■ Exercise data
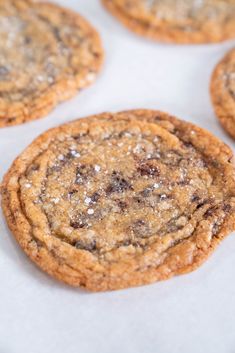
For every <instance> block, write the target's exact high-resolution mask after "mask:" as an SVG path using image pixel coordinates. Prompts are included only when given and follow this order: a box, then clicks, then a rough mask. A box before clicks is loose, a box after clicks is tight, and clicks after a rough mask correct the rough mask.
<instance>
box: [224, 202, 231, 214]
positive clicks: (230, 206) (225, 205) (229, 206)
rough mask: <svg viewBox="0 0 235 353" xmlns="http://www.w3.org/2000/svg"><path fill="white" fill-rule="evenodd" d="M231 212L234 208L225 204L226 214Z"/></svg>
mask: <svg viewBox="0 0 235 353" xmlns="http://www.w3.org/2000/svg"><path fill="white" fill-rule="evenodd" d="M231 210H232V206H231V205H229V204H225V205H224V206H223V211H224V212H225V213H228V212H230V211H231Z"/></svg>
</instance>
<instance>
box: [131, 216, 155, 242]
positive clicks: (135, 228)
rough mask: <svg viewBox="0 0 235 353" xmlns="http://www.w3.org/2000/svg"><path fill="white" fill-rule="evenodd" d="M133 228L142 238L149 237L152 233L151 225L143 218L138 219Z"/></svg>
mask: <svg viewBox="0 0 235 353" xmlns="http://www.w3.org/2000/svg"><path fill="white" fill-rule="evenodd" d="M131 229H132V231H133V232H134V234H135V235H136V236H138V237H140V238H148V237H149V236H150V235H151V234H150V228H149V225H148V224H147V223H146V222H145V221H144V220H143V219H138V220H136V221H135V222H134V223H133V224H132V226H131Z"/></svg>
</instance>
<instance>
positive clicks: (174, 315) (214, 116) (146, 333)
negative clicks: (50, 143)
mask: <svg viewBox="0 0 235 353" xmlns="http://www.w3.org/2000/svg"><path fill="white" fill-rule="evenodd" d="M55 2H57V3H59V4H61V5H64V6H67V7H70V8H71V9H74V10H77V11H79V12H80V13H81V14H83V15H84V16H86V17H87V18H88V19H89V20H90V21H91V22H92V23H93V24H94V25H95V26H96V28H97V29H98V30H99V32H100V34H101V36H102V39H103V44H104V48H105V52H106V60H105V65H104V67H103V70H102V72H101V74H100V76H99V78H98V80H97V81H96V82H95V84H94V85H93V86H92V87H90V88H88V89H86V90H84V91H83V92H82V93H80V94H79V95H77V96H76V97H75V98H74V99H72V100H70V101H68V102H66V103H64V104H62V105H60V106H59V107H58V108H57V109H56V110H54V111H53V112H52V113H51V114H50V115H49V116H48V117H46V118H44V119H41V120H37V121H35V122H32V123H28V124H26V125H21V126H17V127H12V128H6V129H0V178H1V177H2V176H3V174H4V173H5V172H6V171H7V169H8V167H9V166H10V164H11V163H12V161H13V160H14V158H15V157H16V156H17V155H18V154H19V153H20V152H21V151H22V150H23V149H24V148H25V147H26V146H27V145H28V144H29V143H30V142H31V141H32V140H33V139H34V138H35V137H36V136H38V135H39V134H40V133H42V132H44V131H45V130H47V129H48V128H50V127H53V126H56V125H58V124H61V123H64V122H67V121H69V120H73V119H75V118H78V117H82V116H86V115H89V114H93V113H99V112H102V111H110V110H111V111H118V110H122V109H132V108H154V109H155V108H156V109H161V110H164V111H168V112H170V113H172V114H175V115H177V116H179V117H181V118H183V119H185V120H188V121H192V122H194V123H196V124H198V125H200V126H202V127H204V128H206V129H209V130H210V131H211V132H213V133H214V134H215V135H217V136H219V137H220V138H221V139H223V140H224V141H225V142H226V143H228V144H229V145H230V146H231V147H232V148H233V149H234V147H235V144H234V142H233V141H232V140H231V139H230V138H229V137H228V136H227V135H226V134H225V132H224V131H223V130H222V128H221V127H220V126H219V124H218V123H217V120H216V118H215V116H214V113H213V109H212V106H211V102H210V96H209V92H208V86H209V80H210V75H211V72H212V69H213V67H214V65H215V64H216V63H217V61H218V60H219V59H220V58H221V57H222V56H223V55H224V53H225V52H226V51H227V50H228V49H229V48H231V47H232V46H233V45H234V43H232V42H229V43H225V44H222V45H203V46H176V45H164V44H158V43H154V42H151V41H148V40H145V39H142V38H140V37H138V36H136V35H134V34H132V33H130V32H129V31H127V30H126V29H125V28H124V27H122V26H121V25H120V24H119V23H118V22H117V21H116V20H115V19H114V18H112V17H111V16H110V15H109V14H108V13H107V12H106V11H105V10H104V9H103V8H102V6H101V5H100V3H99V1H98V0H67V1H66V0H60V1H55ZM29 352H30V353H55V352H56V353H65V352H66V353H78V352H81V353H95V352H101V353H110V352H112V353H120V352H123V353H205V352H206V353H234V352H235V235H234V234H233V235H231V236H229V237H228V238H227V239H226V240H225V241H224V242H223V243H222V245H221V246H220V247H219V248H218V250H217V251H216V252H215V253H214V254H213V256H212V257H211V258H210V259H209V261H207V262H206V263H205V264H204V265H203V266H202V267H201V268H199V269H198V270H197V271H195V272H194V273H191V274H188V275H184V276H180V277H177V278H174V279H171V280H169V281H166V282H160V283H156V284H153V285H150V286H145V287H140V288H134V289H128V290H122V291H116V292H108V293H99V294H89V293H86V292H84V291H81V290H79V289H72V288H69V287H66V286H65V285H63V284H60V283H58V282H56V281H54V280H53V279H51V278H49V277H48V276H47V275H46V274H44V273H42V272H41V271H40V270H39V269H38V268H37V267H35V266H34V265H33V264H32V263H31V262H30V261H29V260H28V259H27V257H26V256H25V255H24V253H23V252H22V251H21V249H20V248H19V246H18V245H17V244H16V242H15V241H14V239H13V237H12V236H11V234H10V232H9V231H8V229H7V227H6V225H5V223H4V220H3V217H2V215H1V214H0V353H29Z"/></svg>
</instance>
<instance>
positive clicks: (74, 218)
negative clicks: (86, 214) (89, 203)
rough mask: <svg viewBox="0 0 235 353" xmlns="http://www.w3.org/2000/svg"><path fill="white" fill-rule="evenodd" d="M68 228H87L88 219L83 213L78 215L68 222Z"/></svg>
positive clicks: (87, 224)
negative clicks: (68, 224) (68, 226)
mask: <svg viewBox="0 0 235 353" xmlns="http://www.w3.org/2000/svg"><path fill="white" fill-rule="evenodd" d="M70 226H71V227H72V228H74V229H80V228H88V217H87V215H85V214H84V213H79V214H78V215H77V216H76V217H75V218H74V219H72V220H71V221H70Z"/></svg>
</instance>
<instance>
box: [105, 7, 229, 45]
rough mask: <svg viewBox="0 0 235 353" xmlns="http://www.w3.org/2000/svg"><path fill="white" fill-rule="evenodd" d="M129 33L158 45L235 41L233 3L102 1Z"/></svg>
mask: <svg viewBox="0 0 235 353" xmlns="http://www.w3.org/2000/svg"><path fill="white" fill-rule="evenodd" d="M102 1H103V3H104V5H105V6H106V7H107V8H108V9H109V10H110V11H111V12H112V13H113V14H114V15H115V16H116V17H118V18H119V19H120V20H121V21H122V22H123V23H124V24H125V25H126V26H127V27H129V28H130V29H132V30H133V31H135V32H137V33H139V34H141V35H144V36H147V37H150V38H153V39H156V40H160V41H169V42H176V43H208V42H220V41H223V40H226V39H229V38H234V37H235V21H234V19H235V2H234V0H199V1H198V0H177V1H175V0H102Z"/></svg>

■ Task directions
Your answer should be a single number: how many lines in the preceding entries contain "positive".

■ Answer for the task
5